* [DIRECTIONS]:
Rewrite the items from the line with "Q: For every instance of the guitar neck" up to and including the line with "x=476, y=301", keeping each request unchanged but multiplying every coordinate in the answers by 0.45 and rounding it to a whole number, with halves rounded up.

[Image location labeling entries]
***
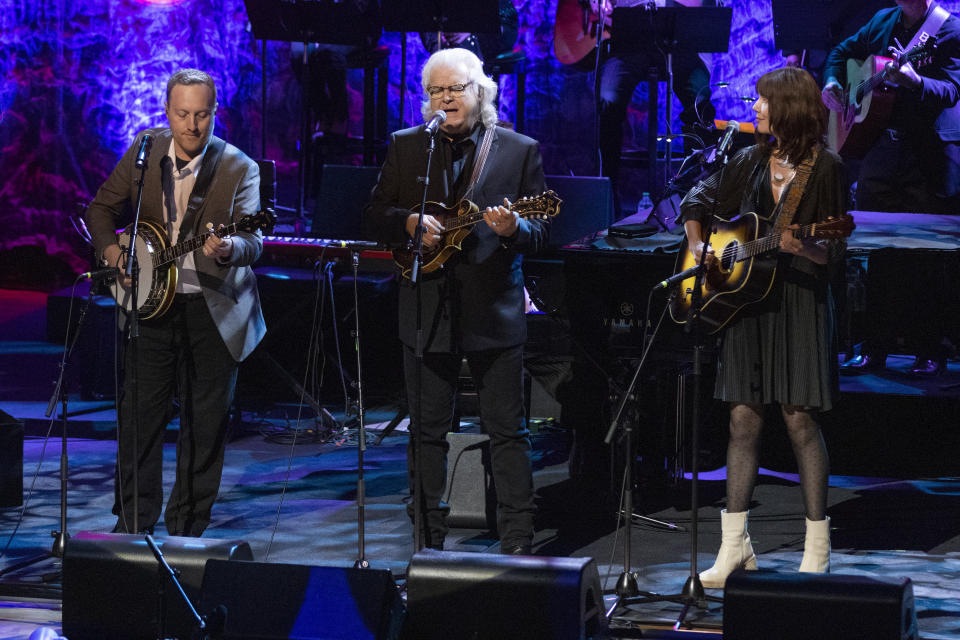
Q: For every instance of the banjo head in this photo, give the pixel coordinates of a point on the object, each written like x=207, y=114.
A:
x=152, y=284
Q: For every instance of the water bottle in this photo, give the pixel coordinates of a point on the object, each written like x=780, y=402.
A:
x=645, y=204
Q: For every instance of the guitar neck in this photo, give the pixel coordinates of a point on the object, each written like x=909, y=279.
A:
x=168, y=255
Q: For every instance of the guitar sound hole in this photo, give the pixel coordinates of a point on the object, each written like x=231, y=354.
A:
x=729, y=256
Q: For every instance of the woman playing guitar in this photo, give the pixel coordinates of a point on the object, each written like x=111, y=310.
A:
x=781, y=349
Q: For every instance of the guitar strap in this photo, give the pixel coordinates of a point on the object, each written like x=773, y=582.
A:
x=211, y=160
x=795, y=191
x=935, y=19
x=482, y=154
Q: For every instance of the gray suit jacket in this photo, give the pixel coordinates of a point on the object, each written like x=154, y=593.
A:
x=230, y=290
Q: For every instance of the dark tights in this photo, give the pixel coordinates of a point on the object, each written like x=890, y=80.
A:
x=743, y=453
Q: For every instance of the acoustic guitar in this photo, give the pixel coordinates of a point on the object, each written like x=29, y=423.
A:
x=458, y=221
x=743, y=272
x=158, y=261
x=868, y=102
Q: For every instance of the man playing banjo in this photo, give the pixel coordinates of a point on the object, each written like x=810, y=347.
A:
x=194, y=182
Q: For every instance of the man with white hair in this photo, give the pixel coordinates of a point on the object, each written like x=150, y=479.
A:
x=473, y=306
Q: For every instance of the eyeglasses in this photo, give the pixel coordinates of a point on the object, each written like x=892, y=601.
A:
x=456, y=90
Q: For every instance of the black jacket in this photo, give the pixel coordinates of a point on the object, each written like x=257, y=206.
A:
x=476, y=301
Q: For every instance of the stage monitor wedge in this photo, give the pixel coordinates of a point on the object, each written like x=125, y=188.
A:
x=272, y=601
x=110, y=584
x=491, y=597
x=760, y=605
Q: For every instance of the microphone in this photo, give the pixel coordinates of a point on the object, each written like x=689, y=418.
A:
x=678, y=277
x=723, y=147
x=106, y=272
x=144, y=151
x=745, y=127
x=439, y=117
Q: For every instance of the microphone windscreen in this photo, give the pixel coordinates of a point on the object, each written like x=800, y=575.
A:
x=745, y=127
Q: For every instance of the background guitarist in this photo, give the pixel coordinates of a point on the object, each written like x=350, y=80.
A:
x=474, y=305
x=194, y=349
x=913, y=166
x=781, y=350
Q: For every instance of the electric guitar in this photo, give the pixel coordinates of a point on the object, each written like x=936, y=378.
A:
x=578, y=23
x=458, y=221
x=742, y=273
x=868, y=102
x=157, y=284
***
* [THE ANSWER]:
Q: For every instance of the guitar neck in this photo, give the pixel coordinates of a point on the object, each written like x=909, y=279.
A:
x=76, y=115
Q: For every instance of the guitar sound hole in this photo, give the pixel coordinates of a point on the object, each written like x=231, y=354.
A:
x=328, y=115
Q: For every instance of the woman playing guitar in this photo, give the pixel coordinates of a point on the object, each written like x=111, y=310.
A:
x=351, y=157
Q: For every instance of the guitar strap in this photo, give the pixel coordinates of a point on the object, each written like x=773, y=582.
A:
x=95, y=72
x=358, y=86
x=421, y=9
x=217, y=69
Q: For every instance of the gray suit jacket in this photo, give the pixel coordinates of a point on the object, each written like x=154, y=593.
A:
x=104, y=131
Q: For every instance of the dark tights in this photo, give the pixel coordinates of a point on the object, each written like x=890, y=80.
A:
x=334, y=204
Q: For every instance of the acoustic guitar in this photo, give the pixel coordinates of a point on the object, each written like x=29, y=423.
A:
x=206, y=99
x=334, y=122
x=71, y=117
x=391, y=46
Q: For every instance of the man playing banjo in this photo, give the pixel coordinates of a point on the object, each written like x=810, y=347.
A:
x=87, y=82
Q: For every instance of the man with white hair in this photo, give the pixel coordinates of a point on the object, each written like x=150, y=479.
A:
x=213, y=138
Q: For every instance of the eyeglasses in this photo, give the pixel coordinates of a point on the object, each written like x=892, y=601.
A:
x=205, y=41
Q: For every instance of the black jacket in this photo, give the pixel coordinates of a point on the object, each written like x=257, y=206.
A:
x=214, y=135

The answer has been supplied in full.